** BEGIN **
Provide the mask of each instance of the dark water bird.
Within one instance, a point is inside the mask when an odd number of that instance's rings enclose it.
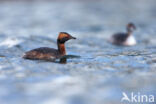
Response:
[[[133,23],[127,24],[126,33],[116,33],[110,38],[110,42],[115,45],[123,46],[133,46],[136,45],[135,37],[133,36],[133,31],[136,30],[136,27]]]
[[[65,42],[70,39],[76,39],[66,32],[60,32],[57,38],[58,49],[41,47],[30,50],[25,53],[23,58],[32,60],[55,60],[66,55]]]

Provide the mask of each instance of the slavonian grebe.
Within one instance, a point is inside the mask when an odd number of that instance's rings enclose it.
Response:
[[[65,42],[70,39],[76,39],[66,32],[60,32],[57,39],[58,49],[41,47],[30,50],[25,53],[23,58],[32,60],[55,60],[66,55]]]

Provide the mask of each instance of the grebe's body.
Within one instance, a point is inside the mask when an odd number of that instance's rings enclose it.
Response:
[[[134,24],[127,25],[127,33],[116,33],[110,38],[110,42],[115,45],[133,46],[136,45],[135,37],[132,35]]]
[[[25,53],[23,58],[32,60],[55,60],[66,55],[65,42],[70,39],[76,39],[66,32],[60,32],[57,39],[58,49],[41,47],[30,50]]]

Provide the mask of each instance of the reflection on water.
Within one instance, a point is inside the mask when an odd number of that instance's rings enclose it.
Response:
[[[156,96],[155,10],[155,0],[0,3],[0,104],[121,104],[122,92]],[[107,42],[131,21],[136,46]],[[22,58],[34,48],[56,48],[60,31],[77,37],[66,43],[66,56]]]

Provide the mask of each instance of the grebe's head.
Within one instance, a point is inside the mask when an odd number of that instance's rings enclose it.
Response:
[[[60,44],[64,44],[66,41],[68,41],[70,39],[76,39],[76,38],[66,32],[60,32],[59,36],[57,38],[57,42]]]
[[[128,32],[133,32],[134,30],[136,30],[136,27],[133,23],[127,24],[127,31]]]

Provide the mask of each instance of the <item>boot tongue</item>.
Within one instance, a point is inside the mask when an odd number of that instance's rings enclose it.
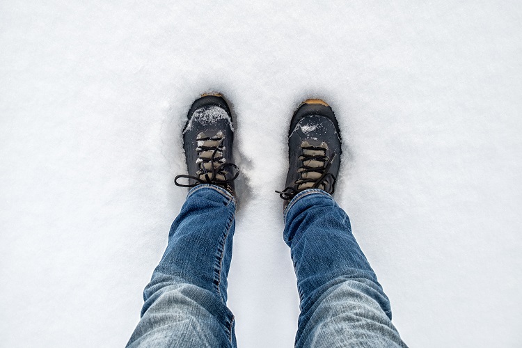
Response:
[[[205,133],[203,132],[200,132],[198,136],[196,136],[196,140],[198,141],[198,148],[200,148],[202,146],[205,146],[207,148],[216,148],[221,142],[221,137],[223,136],[223,133],[221,132],[218,132],[218,133],[212,137],[207,136]],[[205,140],[203,140],[205,139]],[[200,149],[199,149],[200,150]],[[208,175],[209,178],[212,178],[212,165],[210,161],[210,159],[212,158],[212,155],[214,155],[214,150],[207,150],[205,151],[200,151],[199,153],[200,159],[207,160],[208,161],[205,161],[203,163],[203,164],[200,164],[203,168],[202,169],[205,169],[207,171],[207,175]],[[222,157],[223,156],[223,152],[220,150],[218,150],[216,151],[216,155],[214,156],[214,158],[219,159],[218,160],[214,160],[214,169],[216,169],[219,166],[221,165],[223,162],[225,161],[224,159]],[[201,159],[198,159],[200,163],[201,163],[203,161]],[[201,181],[207,182],[207,177],[206,175],[204,173],[203,170],[198,171],[200,175],[199,178]],[[227,172],[225,171],[221,171],[221,173],[216,173],[216,176],[214,177],[214,180],[221,180],[224,181],[226,180],[225,175],[227,174]]]
[[[324,150],[310,150],[310,149],[306,149],[304,148],[310,148],[310,147],[314,147],[314,148],[322,148]],[[308,141],[304,141],[301,144],[301,148],[303,149],[303,155],[306,155],[307,156],[326,156],[326,150],[328,150],[328,145],[325,142],[321,143],[321,144],[319,146],[314,146],[311,145]],[[308,159],[303,161],[303,164],[308,166],[308,167],[312,167],[312,168],[324,168],[326,166],[326,162],[323,161],[317,161],[317,159]],[[301,179],[311,179],[311,180],[317,180],[319,177],[321,177],[321,174],[319,172],[314,172],[314,171],[310,171],[310,172],[303,172],[303,171],[299,171],[301,172]],[[303,184],[301,184],[297,187],[298,190],[303,190],[306,189],[311,189],[313,187],[313,186],[315,184],[315,182],[304,182]],[[318,187],[317,189],[320,189],[322,190],[324,189],[324,184],[323,183],[321,183]]]

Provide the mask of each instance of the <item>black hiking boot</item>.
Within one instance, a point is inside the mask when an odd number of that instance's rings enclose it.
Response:
[[[183,148],[189,175],[176,176],[182,187],[212,184],[235,197],[234,180],[239,170],[232,163],[234,127],[230,110],[221,95],[203,95],[193,102],[183,129]],[[180,178],[188,179],[180,184]]]
[[[319,189],[333,194],[339,173],[341,136],[331,108],[317,99],[305,101],[294,113],[288,133],[290,169],[280,193],[283,209],[297,193]]]

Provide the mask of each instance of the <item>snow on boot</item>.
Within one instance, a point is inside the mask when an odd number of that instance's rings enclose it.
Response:
[[[204,95],[192,104],[183,129],[183,148],[189,175],[176,176],[182,187],[200,184],[219,186],[235,196],[234,180],[239,170],[232,163],[234,127],[230,110],[219,95]],[[187,184],[178,179],[188,179]]]
[[[294,113],[288,133],[290,169],[280,193],[283,207],[307,189],[333,193],[339,172],[341,137],[331,108],[320,100],[305,101]]]

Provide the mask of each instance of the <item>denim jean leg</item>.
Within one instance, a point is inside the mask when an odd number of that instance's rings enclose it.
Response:
[[[296,347],[406,347],[349,219],[332,197],[317,189],[300,192],[285,223],[301,299]]]
[[[226,306],[235,198],[210,184],[192,189],[145,288],[127,347],[235,347]]]

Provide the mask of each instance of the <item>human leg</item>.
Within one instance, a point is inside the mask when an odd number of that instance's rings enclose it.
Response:
[[[296,347],[404,347],[390,303],[333,193],[341,137],[332,109],[306,101],[289,131],[285,242],[301,299]]]
[[[230,111],[220,95],[191,107],[182,132],[193,187],[174,221],[166,251],[143,292],[141,319],[129,347],[235,347],[235,321],[226,307],[227,275],[235,229]],[[178,182],[186,179],[186,183]]]
[[[201,184],[189,193],[165,253],[143,292],[141,319],[128,347],[235,347],[226,306],[235,199]]]
[[[303,191],[285,211],[301,299],[296,347],[405,347],[390,302],[327,193]]]

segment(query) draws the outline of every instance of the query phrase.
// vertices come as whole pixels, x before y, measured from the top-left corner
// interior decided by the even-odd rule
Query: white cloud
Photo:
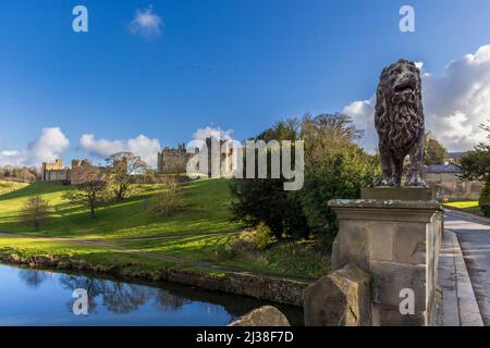
[[[3,150],[0,152],[0,164],[40,166],[42,162],[52,162],[61,158],[70,147],[70,140],[59,127],[42,128],[36,140],[26,149]]]
[[[106,159],[117,152],[128,151],[139,156],[142,160],[151,166],[157,165],[157,153],[161,149],[158,139],[150,139],[144,135],[124,141],[96,139],[94,134],[82,135],[78,148],[99,159]]]
[[[78,147],[81,150],[86,151],[88,154],[99,159],[106,159],[113,153],[125,150],[124,144],[121,140],[96,140],[94,134],[82,135]]]
[[[205,128],[198,128],[194,132],[193,138],[196,140],[206,140],[206,138],[213,135],[215,137],[219,136],[220,139],[232,139],[232,129],[223,130],[220,127],[207,126]]]
[[[144,135],[127,140],[127,150],[139,156],[142,160],[151,166],[157,165],[157,153],[160,149],[160,141],[158,139],[149,139]]]
[[[160,35],[162,18],[154,13],[154,8],[149,5],[145,10],[136,10],[133,21],[130,23],[130,32],[146,39],[152,39]]]
[[[422,63],[417,63],[420,67]],[[441,76],[422,74],[426,127],[450,151],[463,151],[486,139],[479,128],[490,120],[490,45],[450,62]],[[344,109],[366,130],[364,146],[376,147],[376,98],[354,101]]]

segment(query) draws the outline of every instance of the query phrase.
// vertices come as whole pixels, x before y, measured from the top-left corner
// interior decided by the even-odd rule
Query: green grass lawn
** END **
▶ AIM: How many of the lines above contain the word "Provide"? Reply with the number alone.

▶ SOLVED EXERCISE: 10